• YOUR TASK:
Rewrite every line from the beginning of the rows up to and including the line containing "POLYGON ((248 222, 260", shifting each coordinate in the answer polygon by adding 21 to it. Omit the pictures from your output.

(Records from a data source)
***

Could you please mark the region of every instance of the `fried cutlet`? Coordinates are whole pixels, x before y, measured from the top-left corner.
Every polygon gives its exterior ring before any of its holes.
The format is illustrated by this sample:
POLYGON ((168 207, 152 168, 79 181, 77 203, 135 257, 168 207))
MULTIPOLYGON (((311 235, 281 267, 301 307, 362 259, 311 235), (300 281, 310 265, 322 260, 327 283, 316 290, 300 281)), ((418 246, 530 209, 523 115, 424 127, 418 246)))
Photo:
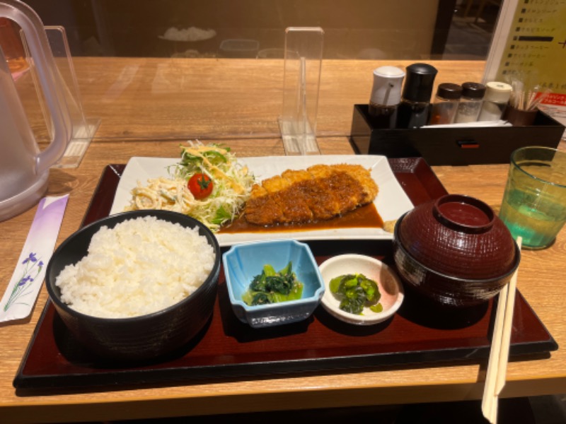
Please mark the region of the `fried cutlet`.
POLYGON ((248 222, 260 225, 326 220, 375 199, 378 187, 357 165, 316 165, 287 170, 252 188, 244 211, 248 222))

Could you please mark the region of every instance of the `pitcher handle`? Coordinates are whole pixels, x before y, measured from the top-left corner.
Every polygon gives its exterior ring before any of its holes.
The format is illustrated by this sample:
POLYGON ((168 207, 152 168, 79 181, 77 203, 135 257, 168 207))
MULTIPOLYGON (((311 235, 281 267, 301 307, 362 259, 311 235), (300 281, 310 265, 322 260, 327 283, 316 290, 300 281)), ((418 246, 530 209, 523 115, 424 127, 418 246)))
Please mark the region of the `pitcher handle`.
POLYGON ((72 124, 64 91, 43 23, 29 6, 17 0, 1 0, 0 16, 11 19, 22 28, 37 70, 45 102, 53 122, 53 139, 35 159, 37 175, 61 158, 71 139, 72 124))

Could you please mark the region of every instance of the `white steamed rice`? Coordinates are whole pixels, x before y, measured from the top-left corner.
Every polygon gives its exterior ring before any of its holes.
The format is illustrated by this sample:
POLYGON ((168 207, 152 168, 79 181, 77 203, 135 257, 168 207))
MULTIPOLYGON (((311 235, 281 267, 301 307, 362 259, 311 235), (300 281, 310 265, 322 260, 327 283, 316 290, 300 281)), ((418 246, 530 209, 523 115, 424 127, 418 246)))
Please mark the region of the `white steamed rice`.
POLYGON ((55 284, 61 300, 83 314, 106 318, 165 309, 198 288, 214 263, 212 246, 197 228, 154 216, 102 227, 88 254, 67 265, 55 284))

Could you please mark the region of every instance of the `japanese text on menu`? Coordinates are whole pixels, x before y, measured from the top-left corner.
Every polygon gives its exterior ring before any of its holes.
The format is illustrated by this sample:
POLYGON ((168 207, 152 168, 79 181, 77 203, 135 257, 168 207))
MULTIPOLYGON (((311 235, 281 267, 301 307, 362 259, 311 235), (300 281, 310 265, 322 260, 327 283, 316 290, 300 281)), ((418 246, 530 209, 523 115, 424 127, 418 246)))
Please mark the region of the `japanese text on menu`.
POLYGON ((566 106, 566 0, 519 0, 497 79, 550 90, 547 105, 566 106))

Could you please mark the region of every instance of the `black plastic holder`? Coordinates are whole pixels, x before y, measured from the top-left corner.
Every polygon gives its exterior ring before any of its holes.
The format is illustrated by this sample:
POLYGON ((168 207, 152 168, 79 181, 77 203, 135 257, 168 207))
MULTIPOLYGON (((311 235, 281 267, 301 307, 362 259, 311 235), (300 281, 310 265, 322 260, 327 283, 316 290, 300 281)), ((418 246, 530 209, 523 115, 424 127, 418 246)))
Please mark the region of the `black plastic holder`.
POLYGON ((383 129, 372 125, 367 105, 354 105, 350 143, 363 155, 424 159, 429 165, 509 163, 526 146, 557 148, 565 126, 538 111, 529 126, 383 129))

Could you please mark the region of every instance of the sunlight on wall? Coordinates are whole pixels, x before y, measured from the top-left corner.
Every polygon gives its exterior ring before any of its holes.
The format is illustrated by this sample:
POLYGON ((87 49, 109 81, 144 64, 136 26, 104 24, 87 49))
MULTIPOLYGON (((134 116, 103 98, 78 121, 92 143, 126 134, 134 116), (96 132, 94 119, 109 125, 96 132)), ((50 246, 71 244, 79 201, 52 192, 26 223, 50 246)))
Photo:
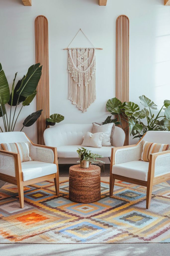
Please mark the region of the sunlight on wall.
POLYGON ((170 10, 158 8, 155 51, 155 89, 153 94, 158 108, 170 99, 170 10))

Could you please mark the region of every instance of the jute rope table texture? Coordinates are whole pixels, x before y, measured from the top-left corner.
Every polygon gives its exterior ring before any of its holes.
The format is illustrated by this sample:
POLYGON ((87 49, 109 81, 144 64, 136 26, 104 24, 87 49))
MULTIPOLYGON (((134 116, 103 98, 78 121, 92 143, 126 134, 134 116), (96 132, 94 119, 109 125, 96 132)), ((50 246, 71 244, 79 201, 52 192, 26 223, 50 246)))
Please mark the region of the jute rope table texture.
POLYGON ((88 168, 80 165, 69 168, 69 199, 73 202, 93 203, 101 198, 100 168, 90 165, 88 168))

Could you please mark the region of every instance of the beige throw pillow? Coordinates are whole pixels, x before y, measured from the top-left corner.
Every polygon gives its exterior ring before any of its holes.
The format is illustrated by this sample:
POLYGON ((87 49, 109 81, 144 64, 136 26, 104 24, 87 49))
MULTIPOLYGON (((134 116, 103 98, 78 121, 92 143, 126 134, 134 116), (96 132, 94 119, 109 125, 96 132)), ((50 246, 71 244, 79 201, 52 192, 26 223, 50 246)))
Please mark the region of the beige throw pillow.
POLYGON ((102 146, 110 146, 112 145, 112 138, 115 125, 115 124, 113 123, 103 125, 96 123, 93 123, 93 130, 92 131, 93 133, 102 132, 104 134, 102 141, 102 146))
POLYGON ((83 141, 81 146, 84 147, 101 147, 102 142, 104 134, 103 132, 97 132, 92 133, 87 132, 83 137, 83 141))
POLYGON ((1 145, 4 150, 20 154, 21 162, 26 162, 32 160, 29 155, 29 143, 27 142, 18 143, 2 143, 1 145))

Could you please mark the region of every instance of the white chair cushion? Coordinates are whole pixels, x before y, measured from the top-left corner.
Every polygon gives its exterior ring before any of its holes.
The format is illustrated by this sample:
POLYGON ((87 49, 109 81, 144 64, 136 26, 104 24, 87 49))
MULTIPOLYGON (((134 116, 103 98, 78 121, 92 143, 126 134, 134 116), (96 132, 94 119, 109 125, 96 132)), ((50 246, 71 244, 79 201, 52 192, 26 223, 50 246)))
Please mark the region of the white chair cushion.
POLYGON ((21 166, 24 181, 52 174, 57 171, 56 164, 40 161, 23 162, 21 166))
POLYGON ((149 163, 140 161, 127 162, 113 166, 112 173, 147 181, 149 163))
MULTIPOLYGON (((78 158, 78 153, 77 152, 78 148, 81 147, 81 145, 61 146, 58 147, 57 154, 59 157, 64 158, 78 158)), ((104 157, 110 157, 112 147, 102 147, 100 148, 83 147, 91 151, 94 154, 101 155, 104 157)))

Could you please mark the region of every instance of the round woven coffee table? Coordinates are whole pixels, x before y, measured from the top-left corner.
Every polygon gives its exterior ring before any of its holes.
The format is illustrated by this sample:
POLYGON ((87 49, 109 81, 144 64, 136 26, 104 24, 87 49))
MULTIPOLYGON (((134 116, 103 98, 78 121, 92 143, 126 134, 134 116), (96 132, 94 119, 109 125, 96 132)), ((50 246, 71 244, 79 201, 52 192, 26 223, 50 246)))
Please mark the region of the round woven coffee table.
POLYGON ((93 203, 101 198, 100 168, 90 165, 88 168, 80 165, 69 169, 69 199, 77 203, 93 203))

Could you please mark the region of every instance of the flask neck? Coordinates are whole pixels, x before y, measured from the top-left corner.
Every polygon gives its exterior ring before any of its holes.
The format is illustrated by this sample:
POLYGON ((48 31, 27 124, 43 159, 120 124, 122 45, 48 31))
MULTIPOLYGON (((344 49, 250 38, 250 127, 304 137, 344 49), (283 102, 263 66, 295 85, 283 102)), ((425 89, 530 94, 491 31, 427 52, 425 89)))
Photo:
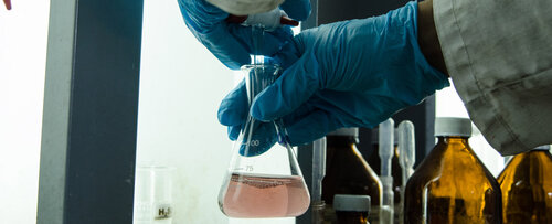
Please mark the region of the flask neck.
POLYGON ((438 143, 446 145, 465 145, 469 146, 468 138, 466 136, 438 136, 438 143))

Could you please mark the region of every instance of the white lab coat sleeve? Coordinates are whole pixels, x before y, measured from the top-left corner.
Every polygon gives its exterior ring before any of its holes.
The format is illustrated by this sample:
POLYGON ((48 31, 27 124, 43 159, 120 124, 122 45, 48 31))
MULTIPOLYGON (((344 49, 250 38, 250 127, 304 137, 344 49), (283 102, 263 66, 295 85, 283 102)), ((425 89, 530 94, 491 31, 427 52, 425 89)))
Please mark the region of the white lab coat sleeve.
POLYGON ((235 15, 256 14, 276 9, 284 0, 206 0, 219 9, 235 15))
POLYGON ((447 70, 501 154, 552 143, 552 1, 434 0, 447 70))

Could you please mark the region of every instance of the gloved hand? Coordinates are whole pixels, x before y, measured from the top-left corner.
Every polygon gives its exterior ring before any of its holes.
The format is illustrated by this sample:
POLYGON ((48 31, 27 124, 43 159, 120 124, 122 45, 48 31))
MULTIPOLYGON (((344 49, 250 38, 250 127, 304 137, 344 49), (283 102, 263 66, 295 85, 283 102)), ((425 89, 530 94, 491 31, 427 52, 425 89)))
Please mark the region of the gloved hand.
MULTIPOLYGON (((417 4, 385 15, 321 25, 277 55, 283 75, 253 100, 259 120, 282 118, 291 145, 342 127, 374 127, 449 85, 417 44, 417 4)), ((227 95, 219 120, 235 139, 248 113, 244 85, 227 95)))
MULTIPOLYGON (((224 65, 237 70, 251 61, 250 54, 273 55, 282 45, 290 41, 293 33, 285 25, 266 32, 264 43, 254 52, 252 29, 225 22, 229 13, 205 0, 178 0, 184 22, 193 35, 211 51, 224 65)), ((287 0, 280 6, 294 20, 306 20, 310 13, 308 0, 287 0)))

***

• RESULT:
Could you please mark the region of every instance of the `fried cutlet`? Coordinates are whole pixels, x before y, measured from the top-left corner.
Every polygon gives its exterior ring before any of its holes.
The format is illustrated by this sample:
POLYGON ((168 207, 152 168, 79 181, 77 203, 135 257, 168 207))
MULTIPOLYGON (((311 235, 281 267, 301 307, 362 259, 311 235), (300 281, 310 265, 322 260, 327 283, 316 290, 300 281)), ((418 246, 530 209, 523 115, 424 127, 418 246)))
Photo:
Please mark the region of the `fried cutlet`.
POLYGON ((269 243, 281 246, 347 241, 396 220, 399 208, 378 186, 337 186, 308 191, 273 209, 265 232, 269 243))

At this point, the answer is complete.